Exercise :: Repeat the records word for word from their first line through the line containing "left=307, top=175, right=334, bottom=292", including both of those lines.

The records ::
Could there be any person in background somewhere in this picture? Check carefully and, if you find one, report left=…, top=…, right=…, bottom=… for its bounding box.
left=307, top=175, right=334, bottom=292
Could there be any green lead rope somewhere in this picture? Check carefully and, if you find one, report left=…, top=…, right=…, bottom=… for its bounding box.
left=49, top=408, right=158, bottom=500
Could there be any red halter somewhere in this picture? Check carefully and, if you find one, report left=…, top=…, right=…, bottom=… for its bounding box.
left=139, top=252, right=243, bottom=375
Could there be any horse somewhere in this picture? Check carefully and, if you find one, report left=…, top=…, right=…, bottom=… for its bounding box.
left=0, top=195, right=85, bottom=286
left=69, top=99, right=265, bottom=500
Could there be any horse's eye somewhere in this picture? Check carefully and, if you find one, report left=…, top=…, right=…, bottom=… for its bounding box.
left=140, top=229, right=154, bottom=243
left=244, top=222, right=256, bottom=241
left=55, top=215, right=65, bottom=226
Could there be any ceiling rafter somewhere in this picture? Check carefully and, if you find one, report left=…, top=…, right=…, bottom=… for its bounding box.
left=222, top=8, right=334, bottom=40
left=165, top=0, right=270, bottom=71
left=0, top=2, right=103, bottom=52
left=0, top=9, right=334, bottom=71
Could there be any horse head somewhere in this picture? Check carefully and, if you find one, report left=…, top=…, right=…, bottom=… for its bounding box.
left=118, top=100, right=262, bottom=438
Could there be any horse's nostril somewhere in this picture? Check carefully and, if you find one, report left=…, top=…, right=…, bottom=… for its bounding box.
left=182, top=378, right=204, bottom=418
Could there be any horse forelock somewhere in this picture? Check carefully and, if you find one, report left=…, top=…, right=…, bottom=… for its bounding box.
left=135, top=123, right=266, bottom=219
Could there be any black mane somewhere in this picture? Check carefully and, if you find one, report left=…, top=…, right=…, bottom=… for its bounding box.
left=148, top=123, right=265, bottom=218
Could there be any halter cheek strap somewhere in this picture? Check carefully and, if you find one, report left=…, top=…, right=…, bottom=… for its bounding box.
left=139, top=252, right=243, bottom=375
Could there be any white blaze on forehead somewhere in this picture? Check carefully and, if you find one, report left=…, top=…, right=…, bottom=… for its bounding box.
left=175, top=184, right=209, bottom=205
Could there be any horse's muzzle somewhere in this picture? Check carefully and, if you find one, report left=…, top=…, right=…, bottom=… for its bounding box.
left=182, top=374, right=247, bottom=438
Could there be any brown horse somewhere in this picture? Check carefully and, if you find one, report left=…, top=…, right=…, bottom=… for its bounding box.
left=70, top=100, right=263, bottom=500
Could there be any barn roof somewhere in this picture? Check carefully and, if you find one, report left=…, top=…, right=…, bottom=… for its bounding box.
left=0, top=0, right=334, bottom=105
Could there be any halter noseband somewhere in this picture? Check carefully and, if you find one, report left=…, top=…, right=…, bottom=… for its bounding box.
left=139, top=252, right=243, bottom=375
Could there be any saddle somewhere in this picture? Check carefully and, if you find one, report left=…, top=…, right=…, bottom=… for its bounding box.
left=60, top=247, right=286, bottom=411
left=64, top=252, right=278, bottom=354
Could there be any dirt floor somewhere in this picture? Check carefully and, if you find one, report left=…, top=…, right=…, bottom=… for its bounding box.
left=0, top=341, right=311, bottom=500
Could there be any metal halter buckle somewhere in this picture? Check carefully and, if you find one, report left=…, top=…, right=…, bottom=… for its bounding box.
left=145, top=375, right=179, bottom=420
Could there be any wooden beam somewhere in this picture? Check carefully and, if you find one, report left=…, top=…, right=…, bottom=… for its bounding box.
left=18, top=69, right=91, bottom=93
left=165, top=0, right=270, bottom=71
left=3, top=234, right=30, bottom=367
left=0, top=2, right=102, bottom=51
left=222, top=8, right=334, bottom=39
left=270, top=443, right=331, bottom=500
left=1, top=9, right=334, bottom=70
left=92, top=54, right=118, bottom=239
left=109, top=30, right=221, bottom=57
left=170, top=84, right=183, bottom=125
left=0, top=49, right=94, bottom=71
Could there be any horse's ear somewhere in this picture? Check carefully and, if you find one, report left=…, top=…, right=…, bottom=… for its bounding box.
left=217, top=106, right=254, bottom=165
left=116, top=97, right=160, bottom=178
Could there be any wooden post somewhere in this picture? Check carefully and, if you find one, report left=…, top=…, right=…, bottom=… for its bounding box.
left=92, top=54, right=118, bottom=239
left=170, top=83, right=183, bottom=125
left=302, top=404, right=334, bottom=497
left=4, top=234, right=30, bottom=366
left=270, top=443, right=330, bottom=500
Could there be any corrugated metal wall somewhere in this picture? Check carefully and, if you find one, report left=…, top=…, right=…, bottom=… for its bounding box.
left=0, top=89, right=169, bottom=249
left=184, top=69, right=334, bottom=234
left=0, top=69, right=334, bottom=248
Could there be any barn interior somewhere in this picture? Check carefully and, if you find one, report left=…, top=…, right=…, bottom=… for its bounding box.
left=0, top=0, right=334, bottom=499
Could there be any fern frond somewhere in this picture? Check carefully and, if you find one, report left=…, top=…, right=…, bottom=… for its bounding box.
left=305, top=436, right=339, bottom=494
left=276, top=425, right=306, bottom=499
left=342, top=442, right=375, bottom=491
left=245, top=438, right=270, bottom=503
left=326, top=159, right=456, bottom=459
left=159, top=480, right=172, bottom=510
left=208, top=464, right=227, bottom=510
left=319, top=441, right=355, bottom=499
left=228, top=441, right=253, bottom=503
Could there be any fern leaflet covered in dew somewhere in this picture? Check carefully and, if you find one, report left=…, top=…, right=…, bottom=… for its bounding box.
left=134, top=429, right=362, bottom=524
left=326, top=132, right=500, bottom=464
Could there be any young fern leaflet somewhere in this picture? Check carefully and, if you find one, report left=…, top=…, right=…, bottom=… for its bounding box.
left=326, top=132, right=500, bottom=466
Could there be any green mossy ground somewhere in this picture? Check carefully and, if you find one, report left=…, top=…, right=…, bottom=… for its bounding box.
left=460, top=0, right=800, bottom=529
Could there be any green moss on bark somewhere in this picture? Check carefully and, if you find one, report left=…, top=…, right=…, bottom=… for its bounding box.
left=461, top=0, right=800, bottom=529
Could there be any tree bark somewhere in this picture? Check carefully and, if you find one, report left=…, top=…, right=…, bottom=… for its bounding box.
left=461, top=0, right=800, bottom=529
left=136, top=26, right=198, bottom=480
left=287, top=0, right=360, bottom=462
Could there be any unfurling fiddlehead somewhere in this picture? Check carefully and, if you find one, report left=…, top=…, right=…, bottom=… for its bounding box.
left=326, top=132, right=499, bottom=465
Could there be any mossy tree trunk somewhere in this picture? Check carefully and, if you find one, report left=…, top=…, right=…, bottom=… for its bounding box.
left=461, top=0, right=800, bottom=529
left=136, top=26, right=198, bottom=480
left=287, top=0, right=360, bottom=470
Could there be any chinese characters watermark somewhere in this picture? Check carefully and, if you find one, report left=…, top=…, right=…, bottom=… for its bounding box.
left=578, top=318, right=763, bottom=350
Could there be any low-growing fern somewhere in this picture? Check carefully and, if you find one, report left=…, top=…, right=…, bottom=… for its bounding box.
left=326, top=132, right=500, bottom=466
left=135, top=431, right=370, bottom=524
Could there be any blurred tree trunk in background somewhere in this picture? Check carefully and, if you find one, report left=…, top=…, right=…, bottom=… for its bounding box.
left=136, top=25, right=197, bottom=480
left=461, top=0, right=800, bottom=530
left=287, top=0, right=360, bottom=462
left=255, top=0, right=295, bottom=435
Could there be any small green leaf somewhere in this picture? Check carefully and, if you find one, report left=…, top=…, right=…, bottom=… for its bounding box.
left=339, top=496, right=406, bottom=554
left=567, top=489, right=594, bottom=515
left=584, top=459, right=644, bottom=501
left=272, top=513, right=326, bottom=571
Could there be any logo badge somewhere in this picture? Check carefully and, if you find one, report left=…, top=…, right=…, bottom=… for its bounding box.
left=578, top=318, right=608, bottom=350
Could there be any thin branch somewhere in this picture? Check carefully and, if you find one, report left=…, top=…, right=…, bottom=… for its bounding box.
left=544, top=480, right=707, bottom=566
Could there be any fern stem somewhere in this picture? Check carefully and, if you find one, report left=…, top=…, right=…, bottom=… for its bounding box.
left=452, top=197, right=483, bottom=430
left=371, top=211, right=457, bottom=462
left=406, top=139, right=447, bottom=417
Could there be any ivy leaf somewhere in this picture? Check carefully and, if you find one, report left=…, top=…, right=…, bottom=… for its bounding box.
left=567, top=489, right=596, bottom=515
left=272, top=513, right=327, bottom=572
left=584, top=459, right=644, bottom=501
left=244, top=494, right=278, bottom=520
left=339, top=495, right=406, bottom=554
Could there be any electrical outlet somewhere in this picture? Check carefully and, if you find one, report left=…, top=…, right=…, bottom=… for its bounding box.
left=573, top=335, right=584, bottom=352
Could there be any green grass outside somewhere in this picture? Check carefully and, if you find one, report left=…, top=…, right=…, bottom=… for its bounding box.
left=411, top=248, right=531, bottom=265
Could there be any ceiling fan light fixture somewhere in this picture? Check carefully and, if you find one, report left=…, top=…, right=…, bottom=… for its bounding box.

Completed task ::
Could there be any person in background somewhere in this picture? Check carefully and, if you find one, report left=…, top=…, right=…, bottom=… for its bounding box.
left=307, top=175, right=334, bottom=292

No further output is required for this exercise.